-- Exercise material follows --

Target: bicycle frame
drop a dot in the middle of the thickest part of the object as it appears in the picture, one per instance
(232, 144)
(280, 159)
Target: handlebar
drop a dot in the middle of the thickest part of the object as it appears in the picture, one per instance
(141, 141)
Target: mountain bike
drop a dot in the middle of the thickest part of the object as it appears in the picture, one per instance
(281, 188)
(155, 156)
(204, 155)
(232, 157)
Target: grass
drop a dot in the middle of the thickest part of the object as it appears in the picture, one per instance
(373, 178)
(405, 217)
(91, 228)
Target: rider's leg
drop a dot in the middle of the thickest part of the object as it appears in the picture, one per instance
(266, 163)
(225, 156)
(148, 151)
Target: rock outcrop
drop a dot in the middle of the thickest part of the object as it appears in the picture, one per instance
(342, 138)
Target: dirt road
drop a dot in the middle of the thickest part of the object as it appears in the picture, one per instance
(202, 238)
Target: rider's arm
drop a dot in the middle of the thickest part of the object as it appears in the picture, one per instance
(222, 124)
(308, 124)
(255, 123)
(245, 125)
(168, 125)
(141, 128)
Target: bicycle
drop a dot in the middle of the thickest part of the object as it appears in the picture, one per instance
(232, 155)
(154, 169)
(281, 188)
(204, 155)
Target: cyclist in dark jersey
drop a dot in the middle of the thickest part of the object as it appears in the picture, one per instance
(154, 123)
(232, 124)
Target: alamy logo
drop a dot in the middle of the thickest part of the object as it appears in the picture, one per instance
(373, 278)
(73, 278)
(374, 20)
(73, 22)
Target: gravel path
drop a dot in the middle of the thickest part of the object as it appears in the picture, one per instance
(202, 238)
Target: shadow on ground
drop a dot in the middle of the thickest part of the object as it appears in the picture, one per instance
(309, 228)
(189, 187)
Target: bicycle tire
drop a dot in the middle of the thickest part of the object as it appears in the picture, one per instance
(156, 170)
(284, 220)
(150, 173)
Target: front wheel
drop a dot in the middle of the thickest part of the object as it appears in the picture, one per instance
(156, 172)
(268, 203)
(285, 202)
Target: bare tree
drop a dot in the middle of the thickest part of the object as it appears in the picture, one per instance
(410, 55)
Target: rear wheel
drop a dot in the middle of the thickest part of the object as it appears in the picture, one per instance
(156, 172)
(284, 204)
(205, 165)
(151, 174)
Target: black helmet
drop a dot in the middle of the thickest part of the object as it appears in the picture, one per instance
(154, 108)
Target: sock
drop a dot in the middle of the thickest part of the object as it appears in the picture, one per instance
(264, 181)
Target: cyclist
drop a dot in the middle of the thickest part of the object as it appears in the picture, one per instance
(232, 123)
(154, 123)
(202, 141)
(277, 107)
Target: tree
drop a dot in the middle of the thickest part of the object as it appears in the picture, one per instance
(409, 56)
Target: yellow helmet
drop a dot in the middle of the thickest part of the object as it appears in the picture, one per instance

-- Exercise material concluded --

• Task item
Every record above should be copied exactly.

• Answer to the exercise
Target: bicycle frame
drop a dot in the middle of the thickest part of the object as it appears in the picture, one per instance
(232, 144)
(280, 159)
Target: handlebar
drop a dot in the middle of the thickest part of the object as it appears in the picture, one per instance
(141, 141)
Target: mountain bike
drop a dot in the middle of the thickest part of the object as it appears in the picture, one per instance
(281, 188)
(155, 156)
(204, 155)
(232, 157)
Target: grass
drop a dot in the middle of the thickest part of the object as it appears in the picture, one per instance
(373, 178)
(405, 217)
(91, 228)
Target: rider's leg
drop a dot in the middle of the thickest part of the object as it appears in the picture, one per instance
(266, 163)
(225, 156)
(148, 151)
Target: rock outcrop
drop a dot in the middle of the thickest part of the object as it appears in the picture, one per instance
(342, 138)
Target: dirt road
drop a dot in the middle of the thickest part of the object as it appears in the picture, one per instance
(202, 238)
Target: rider's arm
drop a dot in the middle of the thickest part of the object as it appears in the picture, one per instance
(222, 124)
(308, 124)
(255, 123)
(245, 125)
(168, 125)
(141, 128)
Target: bicycle
drop a dot in the middle of the thickest part of the object as it appears in the picture, one per instance
(232, 155)
(154, 169)
(281, 188)
(204, 155)
Target: cyclist in dark jersey
drop a dot in the middle of the thickest part of the object as it appears in the picture, one per instance
(154, 123)
(232, 124)
Target: alamy logo
drop a dot in the middle of the thickest part of the object as it appears in the picture, one per instance
(373, 278)
(73, 278)
(374, 20)
(73, 22)
Target: gravel path
drop a dot in the middle of the thickest part of the object as it appears in the picture, one per instance
(202, 238)
Target: shadow on ground
drop a dot in the middle of the thickest part of the object as it appears in the picture, one per instance
(309, 228)
(189, 187)
Target: bicycle tire
drop a dot in the middle of the thickest part of the object as it appears in the picture, one per instance
(156, 170)
(284, 220)
(150, 173)
Target: front wheel
drop a dot in the middle of the thickest part of the object as it appears in the picture, one per instance
(156, 172)
(268, 203)
(285, 202)
Target: bare tree
drop a dot in the middle of the thickest part of the object as it appears in the picture, one per instance
(410, 55)
Target: rear wheel
drop a dot in the middle of the thickest part of the object as it appears in the picture, one per instance
(156, 172)
(284, 204)
(205, 165)
(151, 174)
Target: black helmet
drop a dot in the middle of the thickest part of the object as it appears in the picture, one per instance
(154, 108)
Target: sock
drop a dot in the middle of the thickest part of the object as it appears in the picture, one per instance
(264, 181)
Target: cyclist
drop a dot in the middle of the thickest part of the object as it appears in the picture, one per instance
(232, 123)
(154, 123)
(202, 141)
(277, 107)
Target: tree
drop a dot in the middle of the thickest part of the object as it appears in the picture, one per instance
(409, 56)
Target: yellow helmet
drop a dot in the middle of the thickest part of the object as it appears in the picture, one per instance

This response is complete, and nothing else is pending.